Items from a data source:
-=-=-

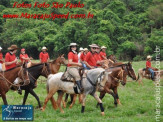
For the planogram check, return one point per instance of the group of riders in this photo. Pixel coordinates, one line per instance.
(85, 58)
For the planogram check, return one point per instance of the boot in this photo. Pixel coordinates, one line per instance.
(79, 85)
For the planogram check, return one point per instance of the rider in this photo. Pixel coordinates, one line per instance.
(79, 54)
(44, 56)
(148, 66)
(82, 56)
(11, 60)
(103, 53)
(1, 58)
(90, 60)
(73, 65)
(24, 57)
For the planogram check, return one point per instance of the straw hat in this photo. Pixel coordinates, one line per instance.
(85, 49)
(149, 57)
(93, 45)
(103, 47)
(73, 44)
(44, 48)
(81, 49)
(13, 47)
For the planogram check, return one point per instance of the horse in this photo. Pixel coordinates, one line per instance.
(8, 77)
(144, 73)
(95, 78)
(40, 69)
(119, 74)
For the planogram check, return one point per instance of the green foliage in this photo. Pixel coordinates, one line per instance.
(115, 24)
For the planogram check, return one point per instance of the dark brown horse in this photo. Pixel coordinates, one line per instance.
(119, 74)
(8, 77)
(37, 70)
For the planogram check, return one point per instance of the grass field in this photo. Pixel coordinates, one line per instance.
(138, 104)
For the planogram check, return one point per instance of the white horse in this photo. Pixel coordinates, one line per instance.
(95, 79)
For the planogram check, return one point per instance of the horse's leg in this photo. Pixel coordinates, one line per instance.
(35, 95)
(74, 99)
(83, 103)
(102, 94)
(49, 96)
(3, 94)
(25, 96)
(60, 95)
(100, 102)
(116, 95)
(80, 98)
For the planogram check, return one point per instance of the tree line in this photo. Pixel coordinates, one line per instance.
(130, 29)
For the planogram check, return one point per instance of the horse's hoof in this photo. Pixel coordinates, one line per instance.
(102, 113)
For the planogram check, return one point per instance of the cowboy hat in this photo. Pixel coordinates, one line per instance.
(148, 57)
(13, 47)
(73, 44)
(85, 49)
(93, 45)
(44, 48)
(103, 47)
(81, 49)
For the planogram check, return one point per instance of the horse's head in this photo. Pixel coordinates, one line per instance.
(45, 70)
(23, 75)
(130, 71)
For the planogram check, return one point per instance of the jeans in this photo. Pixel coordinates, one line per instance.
(152, 73)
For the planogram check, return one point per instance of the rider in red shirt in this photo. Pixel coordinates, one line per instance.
(103, 53)
(10, 58)
(24, 57)
(44, 56)
(90, 60)
(148, 66)
(82, 56)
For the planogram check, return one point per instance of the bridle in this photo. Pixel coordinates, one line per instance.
(11, 84)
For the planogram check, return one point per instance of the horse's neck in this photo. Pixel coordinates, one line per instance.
(12, 75)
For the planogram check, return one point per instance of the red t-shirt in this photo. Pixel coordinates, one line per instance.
(72, 56)
(148, 64)
(90, 59)
(23, 56)
(44, 57)
(82, 56)
(9, 58)
(1, 57)
(98, 58)
(102, 54)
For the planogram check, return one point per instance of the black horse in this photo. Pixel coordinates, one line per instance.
(34, 73)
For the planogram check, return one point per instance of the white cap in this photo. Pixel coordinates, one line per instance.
(44, 48)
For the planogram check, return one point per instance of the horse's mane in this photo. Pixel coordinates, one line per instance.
(13, 68)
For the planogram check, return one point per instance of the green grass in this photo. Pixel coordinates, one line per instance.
(138, 104)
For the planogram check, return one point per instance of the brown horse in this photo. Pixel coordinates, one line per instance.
(8, 77)
(119, 74)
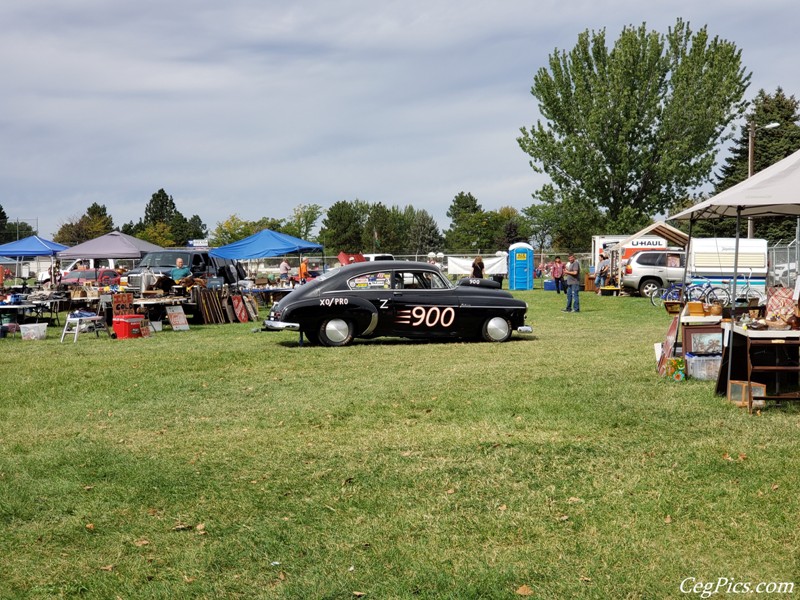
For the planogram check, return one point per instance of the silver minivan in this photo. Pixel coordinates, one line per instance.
(649, 270)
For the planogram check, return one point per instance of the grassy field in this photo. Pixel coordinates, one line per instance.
(222, 463)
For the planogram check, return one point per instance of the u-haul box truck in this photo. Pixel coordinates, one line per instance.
(646, 242)
(713, 258)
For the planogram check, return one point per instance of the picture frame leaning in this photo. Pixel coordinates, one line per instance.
(699, 339)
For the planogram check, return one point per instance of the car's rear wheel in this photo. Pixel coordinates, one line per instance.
(336, 332)
(496, 329)
(647, 287)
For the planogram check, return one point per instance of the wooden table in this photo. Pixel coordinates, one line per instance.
(769, 356)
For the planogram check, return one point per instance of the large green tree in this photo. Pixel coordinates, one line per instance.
(303, 221)
(424, 235)
(466, 224)
(13, 229)
(632, 128)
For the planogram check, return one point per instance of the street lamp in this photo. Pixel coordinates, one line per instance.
(751, 147)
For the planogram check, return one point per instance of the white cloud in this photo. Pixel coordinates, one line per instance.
(253, 107)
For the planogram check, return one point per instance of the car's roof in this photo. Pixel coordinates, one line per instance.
(385, 265)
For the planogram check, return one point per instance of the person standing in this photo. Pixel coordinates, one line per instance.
(557, 272)
(477, 268)
(285, 269)
(572, 272)
(179, 272)
(302, 273)
(603, 268)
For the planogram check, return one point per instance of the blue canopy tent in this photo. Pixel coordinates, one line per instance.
(265, 243)
(30, 246)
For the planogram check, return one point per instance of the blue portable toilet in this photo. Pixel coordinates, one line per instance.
(520, 266)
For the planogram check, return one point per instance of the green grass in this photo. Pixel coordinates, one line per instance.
(222, 463)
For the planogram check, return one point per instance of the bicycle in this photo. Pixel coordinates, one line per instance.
(704, 292)
(707, 293)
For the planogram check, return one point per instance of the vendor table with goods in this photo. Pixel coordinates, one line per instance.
(770, 357)
(155, 308)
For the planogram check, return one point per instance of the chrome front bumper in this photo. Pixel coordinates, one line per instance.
(280, 325)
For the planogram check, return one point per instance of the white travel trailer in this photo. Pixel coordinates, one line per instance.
(713, 259)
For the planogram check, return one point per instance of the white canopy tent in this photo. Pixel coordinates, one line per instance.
(771, 192)
(775, 191)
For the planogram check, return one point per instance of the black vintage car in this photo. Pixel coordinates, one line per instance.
(397, 298)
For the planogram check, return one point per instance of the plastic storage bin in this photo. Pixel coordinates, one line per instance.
(33, 331)
(703, 367)
(128, 326)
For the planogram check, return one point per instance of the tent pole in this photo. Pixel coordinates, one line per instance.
(733, 291)
(684, 296)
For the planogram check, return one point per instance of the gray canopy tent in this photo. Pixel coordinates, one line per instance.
(114, 244)
(771, 192)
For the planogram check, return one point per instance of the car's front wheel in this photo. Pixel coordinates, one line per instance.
(496, 329)
(336, 332)
(647, 287)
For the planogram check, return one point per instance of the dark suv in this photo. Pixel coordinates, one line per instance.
(649, 270)
(200, 262)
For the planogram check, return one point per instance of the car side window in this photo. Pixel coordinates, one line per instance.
(371, 281)
(418, 280)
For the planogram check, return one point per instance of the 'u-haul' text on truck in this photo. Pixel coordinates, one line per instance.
(646, 242)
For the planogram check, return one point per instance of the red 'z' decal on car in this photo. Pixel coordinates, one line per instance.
(426, 317)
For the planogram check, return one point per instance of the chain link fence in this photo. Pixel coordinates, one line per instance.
(783, 261)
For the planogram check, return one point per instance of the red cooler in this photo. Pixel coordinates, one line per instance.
(127, 326)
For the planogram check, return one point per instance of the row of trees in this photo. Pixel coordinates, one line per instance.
(627, 134)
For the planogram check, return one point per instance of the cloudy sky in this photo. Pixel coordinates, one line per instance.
(252, 107)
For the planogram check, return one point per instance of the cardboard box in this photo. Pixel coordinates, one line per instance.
(738, 391)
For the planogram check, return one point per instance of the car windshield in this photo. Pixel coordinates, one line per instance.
(164, 259)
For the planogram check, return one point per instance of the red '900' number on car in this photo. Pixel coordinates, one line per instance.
(432, 316)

-=-=-

I'd like every record transcribed exactly, with no pictures carried over.

## [Solution for this problem]
For the planogram check, return one point per instance of the group of riders in this photo. Pixel coordinates, one line per instance.
(85, 58)
For the planogram check, return one point per instance of the boot in this photo. Pixel coordinates, one line per instance.
(79, 85)
For the planogram check, return one point per instance of the rider in this photo. Pixel coordinates, one line per instance.
(79, 54)
(44, 56)
(148, 66)
(82, 56)
(11, 60)
(103, 53)
(1, 58)
(90, 60)
(73, 65)
(24, 57)
For the planogram check, return one point per instance of the straw hat in this photo. Pixel coordinates, one line per instance.
(85, 49)
(149, 57)
(93, 45)
(103, 47)
(73, 44)
(44, 48)
(81, 49)
(13, 47)
For the planogram check, return one point per instance of the horse in this photo. Pixel coordinates, one line per instance.
(8, 77)
(144, 73)
(95, 78)
(40, 69)
(119, 74)
For the planogram check, return one point per instance of the green foliage in this photo. Pixel coordinates, one line per instance.
(115, 24)
For the planogram check, return one point per instance of the dark brown horse in this photo. Pixel coordinates, one line per instance.
(119, 74)
(8, 77)
(37, 70)
For the planogram check, return one point per instance of the grass field in this photo. Pixel coordinates, one line per instance.
(138, 104)
For the planogram check, return one point per instance of the white horse in this photo. Pixel coordinates, one line per instance.
(95, 79)
For the planogram check, return one point per instance of the horse's leg in this photo. Pixel coordinates, one line per instance.
(35, 95)
(74, 99)
(83, 103)
(102, 94)
(49, 96)
(3, 94)
(25, 96)
(60, 95)
(100, 102)
(116, 95)
(80, 98)
For the planogram check, return one point per instance of the tree line in this photo. Pixel coordinates, one line per instance.
(130, 29)
For the planogram check, return one point per instance of the horse's hoof in this photo. Pixel coordinates, one line per instance.
(102, 113)
For the planogram check, return one point per instance of the cowboy hat in this photo. Pixel coordinates, one line per instance.
(148, 57)
(13, 47)
(73, 44)
(85, 49)
(93, 45)
(44, 48)
(103, 47)
(81, 49)
For the planogram check, return one point per instance of the horse's head in this photo. Pixel coordinates, one line per instance.
(45, 70)
(23, 75)
(130, 71)
For the planogram check, return one point per instance of the jeans in this photo. Pixel coordinates, one line per instance.
(152, 73)
For the planogram check, return one point per instance of the rider in red shirt in this photo. Pixel coordinates, one line per instance.
(103, 53)
(10, 58)
(24, 57)
(44, 56)
(90, 60)
(148, 66)
(82, 56)
For the planogram check, return one point per instance of the bridle in this photo. Pixel coordinates, one line per instance.
(11, 84)
For the planogram check, return one point per instance of the horse's neck in this photo. Pixel coordinates, one line per instance.
(12, 75)
For the planogram check, return one point per instance of the red t-shirt in this photo. Pixel coordinates, one line per instance.
(72, 56)
(148, 64)
(90, 59)
(23, 56)
(44, 57)
(82, 56)
(9, 58)
(1, 57)
(98, 58)
(102, 54)
For the planogram check, return one point per instance of the black horse in this photo. Pixel coordinates, one line per instance.
(34, 73)
For the planogram check, return one point per instance of the white cap in this photo. Pixel coordinates, one line per instance.
(44, 48)
For the planogram check, return one point per instance of the horse's mane in this photo. Pixel coordinates, one line per instance.
(13, 68)
For the planogram check, return one point per instance of the green grass in this photo. Pixel coordinates, one line per instance.
(138, 104)
For the planogram check, return one point per instance of the brown horse in this photo. Pixel coordinates, one line per instance.
(8, 77)
(119, 74)
For the planogram check, return one point per instance of the silver minivan in this photo. Pixel coordinates, one line per instance.
(649, 270)
For the planogram check, return one point per instance of the grassy field in this photo. Pixel coordinates, one line per instance.
(222, 463)
For the planogram check, return one point per instance of the u-haul box truck in this photo. Pixel coordinates, one line per instance.
(646, 242)
(713, 258)
For the planogram check, return one point per instance of the picture frame leaning in this photo. Pixel coordinates, one line per instance.
(699, 339)
For the planogram check, return one point per instance of the car's rear wheel in this photo. Pixel coordinates, one line per instance.
(336, 332)
(496, 329)
(647, 287)
For the planogram check, return one point per instance of the wooden table in this photo. Pixel coordinates, one line per instance.
(769, 356)
For the planogram check, return one point per instance of the large green tree in this photo. Pixel coordinates, one line per instance.
(303, 221)
(424, 235)
(466, 224)
(13, 229)
(632, 128)
For the planogram check, return one point per instance of the street lamp in this photo. Pixel coordinates, one line per instance.
(751, 147)
For the planogram check, return one point per instance of the white cloud in this photo. Pixel coordinates, one line per instance.
(253, 107)
For the planogram check, return one point per instance of the car's roof in this photo. Pixel coordinates, one line per instance.
(385, 265)
For the planogram check, return one point per instance of the person standing in this photo. Pixel coordinates, one line per instance.
(557, 272)
(477, 268)
(285, 269)
(572, 272)
(179, 272)
(302, 273)
(603, 268)
For the planogram check, return one point per instance of the blue canopy tent in this photo. Pixel coordinates, one line per instance.
(265, 243)
(30, 246)
For the planogram check, return one point per instance of the blue portable toilet in this photo. Pixel coordinates, one line per instance.
(520, 266)
For the planogram check, return one point per instance of the green grass in this photo. Pixel coordinates, one line per instance.
(222, 463)
For the planogram check, return one point per instance of the bicycle in this photo. Pixel coordinates, one line per instance.
(704, 292)
(707, 293)
For the planogram check, return one point per instance of the vendor table with goods in this photo. Pixel coordinates, one line per instance.
(770, 357)
(155, 308)
For the planogram check, return one point per instance of the chrome front bumper in this photo. Pixel coordinates, one line per instance.
(280, 325)
For the planogram check, return one point per instance of the white travel trailer in this photo. Pixel coordinates, one line per instance.
(713, 259)
For the planogram check, return one point per instance of the white canopy tent in this photo. Pixel coordinates, one line per instance.
(771, 192)
(775, 191)
For the planogram check, return one point per instance of the black vintage car in this photo. Pixel coordinates, one line per instance.
(397, 298)
For the planogram check, return one point per instance of the plastic storage bin in this photo. Pixel coordinates, one line per instance.
(33, 331)
(703, 367)
(128, 326)
For the planogram check, return one point per instance of the tent pole in this photo. Pixel coordinates, one line per instance.
(733, 291)
(684, 296)
For the planogram check, return one point per instance of the gray canopy tent in this photo. Pixel coordinates, one line per instance.
(114, 244)
(771, 192)
For the planogram check, return one point per instance of the car's front wheel in this photo. Pixel coordinates, one line per instance.
(496, 329)
(336, 332)
(647, 287)
For the planogram check, return one point per instance of the dark suv in this photo. Pixel coordinates, one line per instance.
(649, 270)
(200, 262)
For the planogram check, return one point per instance of the car side window in this photo. Pixel coordinates, one line per instance.
(371, 281)
(418, 280)
For the planogram check, return one point per instance of the 'u-haul' text on truck in this photo. Pixel coordinates, one line per instance.
(646, 242)
For the planogram check, return one point per instance of the red 'z' decal on car in this photo. Pixel coordinates, one line per instance.
(426, 317)
For the planogram check, return one point per instance of the chain link fence in this photo. Pixel coordinates, one line per instance.
(783, 261)
For the planogram check, return one point per instance of the red cooler in this photo. Pixel coordinates, one line per instance.
(127, 326)
For the planogram check, return one point per instance of the row of trees in this photo. Pixel coordinates, one line per instance.
(627, 134)
For the planogram check, return one point per instance of the cloudy sky in this photo. Pixel coordinates, one line per instance.
(252, 107)
For the planogram check, return one point per instance of the cardboard box in this photo. Pixel coordinates, one line per instance.
(738, 391)
For the planogram check, return one point per instance of the car windshield in this photo. Pixel coordinates, one line per instance.
(164, 259)
For the planogram check, return one point per instance of the red '900' number on car in this photo. Pixel coordinates, one line per instance.
(432, 316)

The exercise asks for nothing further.